- **Exercise materials**:

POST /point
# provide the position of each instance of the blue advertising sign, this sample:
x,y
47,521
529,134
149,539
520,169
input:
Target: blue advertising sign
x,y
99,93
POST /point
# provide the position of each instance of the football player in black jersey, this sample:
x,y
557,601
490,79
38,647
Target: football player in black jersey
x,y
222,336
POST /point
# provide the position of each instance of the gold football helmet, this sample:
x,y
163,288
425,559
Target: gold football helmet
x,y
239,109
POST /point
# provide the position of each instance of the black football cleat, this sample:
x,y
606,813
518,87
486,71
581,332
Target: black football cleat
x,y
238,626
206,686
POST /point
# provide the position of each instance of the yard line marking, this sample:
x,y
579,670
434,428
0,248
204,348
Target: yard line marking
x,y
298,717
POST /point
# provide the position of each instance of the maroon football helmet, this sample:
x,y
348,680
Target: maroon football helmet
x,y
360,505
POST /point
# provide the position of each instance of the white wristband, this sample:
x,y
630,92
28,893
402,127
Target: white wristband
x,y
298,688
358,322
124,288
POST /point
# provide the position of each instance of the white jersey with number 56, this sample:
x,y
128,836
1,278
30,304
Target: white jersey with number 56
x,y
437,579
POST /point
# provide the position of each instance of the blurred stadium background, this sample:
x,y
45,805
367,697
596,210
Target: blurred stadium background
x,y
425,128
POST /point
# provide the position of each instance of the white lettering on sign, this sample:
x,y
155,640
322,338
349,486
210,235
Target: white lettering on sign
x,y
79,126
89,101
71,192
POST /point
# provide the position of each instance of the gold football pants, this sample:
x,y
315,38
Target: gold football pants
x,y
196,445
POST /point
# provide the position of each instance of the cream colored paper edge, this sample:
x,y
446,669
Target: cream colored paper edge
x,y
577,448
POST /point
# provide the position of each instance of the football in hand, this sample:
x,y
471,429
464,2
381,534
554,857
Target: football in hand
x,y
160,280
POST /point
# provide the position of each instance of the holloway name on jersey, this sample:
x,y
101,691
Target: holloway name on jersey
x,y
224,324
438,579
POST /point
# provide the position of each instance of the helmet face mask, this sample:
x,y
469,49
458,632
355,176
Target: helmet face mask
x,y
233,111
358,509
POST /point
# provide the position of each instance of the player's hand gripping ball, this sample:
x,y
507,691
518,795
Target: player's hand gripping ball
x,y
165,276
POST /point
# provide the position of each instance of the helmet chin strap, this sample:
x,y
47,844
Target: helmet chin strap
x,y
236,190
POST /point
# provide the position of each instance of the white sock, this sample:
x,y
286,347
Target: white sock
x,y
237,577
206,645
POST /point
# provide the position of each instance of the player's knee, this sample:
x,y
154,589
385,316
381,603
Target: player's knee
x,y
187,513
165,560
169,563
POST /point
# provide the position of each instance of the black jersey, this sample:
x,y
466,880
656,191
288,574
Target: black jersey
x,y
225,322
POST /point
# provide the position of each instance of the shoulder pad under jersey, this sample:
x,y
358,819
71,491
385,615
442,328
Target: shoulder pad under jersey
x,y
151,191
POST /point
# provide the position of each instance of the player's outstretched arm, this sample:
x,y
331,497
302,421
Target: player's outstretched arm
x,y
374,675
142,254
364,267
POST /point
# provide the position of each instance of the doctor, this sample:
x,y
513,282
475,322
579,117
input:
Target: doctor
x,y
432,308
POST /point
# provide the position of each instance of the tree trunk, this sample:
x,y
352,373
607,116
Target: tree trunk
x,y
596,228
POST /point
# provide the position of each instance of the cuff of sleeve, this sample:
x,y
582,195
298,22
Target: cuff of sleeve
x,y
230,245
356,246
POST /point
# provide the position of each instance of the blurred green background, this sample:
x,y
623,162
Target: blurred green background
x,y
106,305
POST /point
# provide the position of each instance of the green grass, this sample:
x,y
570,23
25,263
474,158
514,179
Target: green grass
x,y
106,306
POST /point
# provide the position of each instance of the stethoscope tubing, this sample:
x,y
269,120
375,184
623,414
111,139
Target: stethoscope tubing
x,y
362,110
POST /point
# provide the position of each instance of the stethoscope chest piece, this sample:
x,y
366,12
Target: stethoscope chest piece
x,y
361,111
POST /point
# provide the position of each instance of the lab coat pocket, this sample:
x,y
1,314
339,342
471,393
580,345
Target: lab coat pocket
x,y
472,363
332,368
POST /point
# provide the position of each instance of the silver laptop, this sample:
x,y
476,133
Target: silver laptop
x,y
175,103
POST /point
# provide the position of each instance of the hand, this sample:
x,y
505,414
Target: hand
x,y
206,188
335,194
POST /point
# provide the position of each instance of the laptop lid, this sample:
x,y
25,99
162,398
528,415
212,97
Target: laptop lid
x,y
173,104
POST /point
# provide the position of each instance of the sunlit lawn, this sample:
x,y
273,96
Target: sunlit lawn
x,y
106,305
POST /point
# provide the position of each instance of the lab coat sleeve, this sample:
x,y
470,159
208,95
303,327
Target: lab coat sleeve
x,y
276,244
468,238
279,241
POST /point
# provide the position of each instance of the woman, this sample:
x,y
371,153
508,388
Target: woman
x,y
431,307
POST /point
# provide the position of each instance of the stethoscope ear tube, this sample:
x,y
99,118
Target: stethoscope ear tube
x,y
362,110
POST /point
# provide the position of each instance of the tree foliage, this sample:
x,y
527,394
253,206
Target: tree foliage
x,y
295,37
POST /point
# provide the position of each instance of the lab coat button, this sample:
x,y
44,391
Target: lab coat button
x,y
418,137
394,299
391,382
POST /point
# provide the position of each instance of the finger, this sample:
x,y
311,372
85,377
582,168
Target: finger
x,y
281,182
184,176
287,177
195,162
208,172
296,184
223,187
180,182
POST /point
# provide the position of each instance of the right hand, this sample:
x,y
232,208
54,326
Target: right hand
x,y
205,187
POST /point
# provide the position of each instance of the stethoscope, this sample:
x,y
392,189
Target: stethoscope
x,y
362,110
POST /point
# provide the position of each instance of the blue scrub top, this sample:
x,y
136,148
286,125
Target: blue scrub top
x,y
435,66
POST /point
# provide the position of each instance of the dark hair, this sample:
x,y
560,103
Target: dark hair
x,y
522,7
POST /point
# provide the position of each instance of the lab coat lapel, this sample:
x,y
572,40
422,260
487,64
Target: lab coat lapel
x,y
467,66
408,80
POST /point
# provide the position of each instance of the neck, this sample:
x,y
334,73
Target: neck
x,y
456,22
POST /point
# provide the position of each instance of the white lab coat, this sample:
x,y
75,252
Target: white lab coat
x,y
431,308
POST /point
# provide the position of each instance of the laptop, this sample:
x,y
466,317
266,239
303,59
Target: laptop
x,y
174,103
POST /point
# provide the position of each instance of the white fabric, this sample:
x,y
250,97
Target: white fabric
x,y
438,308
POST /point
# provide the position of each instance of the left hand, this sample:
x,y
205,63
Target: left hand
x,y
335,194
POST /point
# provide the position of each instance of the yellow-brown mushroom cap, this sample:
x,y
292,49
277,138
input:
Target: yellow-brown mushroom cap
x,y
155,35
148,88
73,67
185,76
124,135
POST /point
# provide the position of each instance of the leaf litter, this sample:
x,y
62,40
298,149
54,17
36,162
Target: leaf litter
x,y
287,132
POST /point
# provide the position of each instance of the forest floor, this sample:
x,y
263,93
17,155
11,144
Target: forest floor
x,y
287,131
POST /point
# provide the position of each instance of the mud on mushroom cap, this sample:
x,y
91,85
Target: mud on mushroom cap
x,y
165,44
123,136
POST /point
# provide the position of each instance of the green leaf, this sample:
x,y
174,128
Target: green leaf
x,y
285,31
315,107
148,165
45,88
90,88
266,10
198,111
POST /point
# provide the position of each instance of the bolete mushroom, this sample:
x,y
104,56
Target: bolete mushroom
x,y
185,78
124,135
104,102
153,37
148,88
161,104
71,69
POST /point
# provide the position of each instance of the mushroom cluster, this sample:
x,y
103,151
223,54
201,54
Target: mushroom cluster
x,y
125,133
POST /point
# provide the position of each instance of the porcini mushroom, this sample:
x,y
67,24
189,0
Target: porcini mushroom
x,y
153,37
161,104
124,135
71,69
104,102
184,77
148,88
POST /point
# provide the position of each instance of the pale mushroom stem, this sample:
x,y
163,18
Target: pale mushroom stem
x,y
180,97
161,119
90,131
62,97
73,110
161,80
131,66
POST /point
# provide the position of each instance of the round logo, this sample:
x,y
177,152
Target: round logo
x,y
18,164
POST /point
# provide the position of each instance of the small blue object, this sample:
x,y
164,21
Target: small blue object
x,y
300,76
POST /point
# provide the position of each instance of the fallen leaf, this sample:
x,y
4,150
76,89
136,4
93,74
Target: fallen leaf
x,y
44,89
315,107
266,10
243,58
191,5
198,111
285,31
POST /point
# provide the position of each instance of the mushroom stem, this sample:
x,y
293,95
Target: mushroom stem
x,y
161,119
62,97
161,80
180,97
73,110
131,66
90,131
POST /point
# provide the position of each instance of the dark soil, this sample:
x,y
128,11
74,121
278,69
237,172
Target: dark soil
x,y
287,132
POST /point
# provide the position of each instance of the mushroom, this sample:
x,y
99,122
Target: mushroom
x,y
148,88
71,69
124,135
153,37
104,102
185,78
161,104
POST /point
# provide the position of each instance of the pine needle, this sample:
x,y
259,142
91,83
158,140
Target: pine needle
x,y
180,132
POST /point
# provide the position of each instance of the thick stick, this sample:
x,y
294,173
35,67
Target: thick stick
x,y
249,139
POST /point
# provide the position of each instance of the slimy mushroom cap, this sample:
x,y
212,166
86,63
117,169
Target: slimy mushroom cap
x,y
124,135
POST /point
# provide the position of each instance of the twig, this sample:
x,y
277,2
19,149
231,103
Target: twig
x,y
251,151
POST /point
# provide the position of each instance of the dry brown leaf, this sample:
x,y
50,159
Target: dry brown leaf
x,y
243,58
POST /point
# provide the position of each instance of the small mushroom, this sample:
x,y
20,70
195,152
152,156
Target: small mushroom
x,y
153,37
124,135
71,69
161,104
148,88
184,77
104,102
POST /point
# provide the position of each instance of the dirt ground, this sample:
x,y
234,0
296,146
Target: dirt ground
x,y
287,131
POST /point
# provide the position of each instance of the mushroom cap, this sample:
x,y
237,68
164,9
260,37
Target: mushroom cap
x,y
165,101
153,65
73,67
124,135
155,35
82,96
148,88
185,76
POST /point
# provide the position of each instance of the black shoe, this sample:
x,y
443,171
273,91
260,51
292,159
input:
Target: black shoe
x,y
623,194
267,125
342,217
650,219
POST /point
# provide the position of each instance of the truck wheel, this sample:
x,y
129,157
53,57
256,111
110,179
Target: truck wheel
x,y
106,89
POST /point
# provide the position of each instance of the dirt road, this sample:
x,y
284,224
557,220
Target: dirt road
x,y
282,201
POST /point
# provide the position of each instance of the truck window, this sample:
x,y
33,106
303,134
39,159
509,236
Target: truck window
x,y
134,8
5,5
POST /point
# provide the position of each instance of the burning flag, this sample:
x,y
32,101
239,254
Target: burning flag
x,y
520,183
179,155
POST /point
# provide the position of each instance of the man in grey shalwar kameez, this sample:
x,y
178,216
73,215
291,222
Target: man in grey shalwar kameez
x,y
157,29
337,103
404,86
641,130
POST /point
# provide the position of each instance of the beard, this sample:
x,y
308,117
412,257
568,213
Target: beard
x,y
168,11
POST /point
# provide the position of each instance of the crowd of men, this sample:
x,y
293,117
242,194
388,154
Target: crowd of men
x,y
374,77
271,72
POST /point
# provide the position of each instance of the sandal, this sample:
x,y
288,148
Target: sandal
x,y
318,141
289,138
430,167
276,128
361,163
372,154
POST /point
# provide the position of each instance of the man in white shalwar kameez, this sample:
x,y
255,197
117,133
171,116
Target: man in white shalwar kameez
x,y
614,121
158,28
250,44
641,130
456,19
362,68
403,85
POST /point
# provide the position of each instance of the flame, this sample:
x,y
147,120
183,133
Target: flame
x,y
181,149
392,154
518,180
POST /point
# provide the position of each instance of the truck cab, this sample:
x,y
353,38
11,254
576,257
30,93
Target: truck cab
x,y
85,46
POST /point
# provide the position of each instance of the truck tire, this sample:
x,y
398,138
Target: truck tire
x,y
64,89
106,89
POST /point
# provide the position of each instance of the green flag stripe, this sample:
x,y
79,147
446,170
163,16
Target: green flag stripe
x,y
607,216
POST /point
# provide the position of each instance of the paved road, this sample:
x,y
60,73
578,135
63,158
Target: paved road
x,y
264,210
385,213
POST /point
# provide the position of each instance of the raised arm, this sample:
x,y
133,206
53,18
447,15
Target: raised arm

- **Work instructions**:
Report every line above that contains the string "trunk", copying each one in full. Case counts.

- **Written reply**:
# provide the position of each instance of the tree trunk, this sample:
Target: tree trunk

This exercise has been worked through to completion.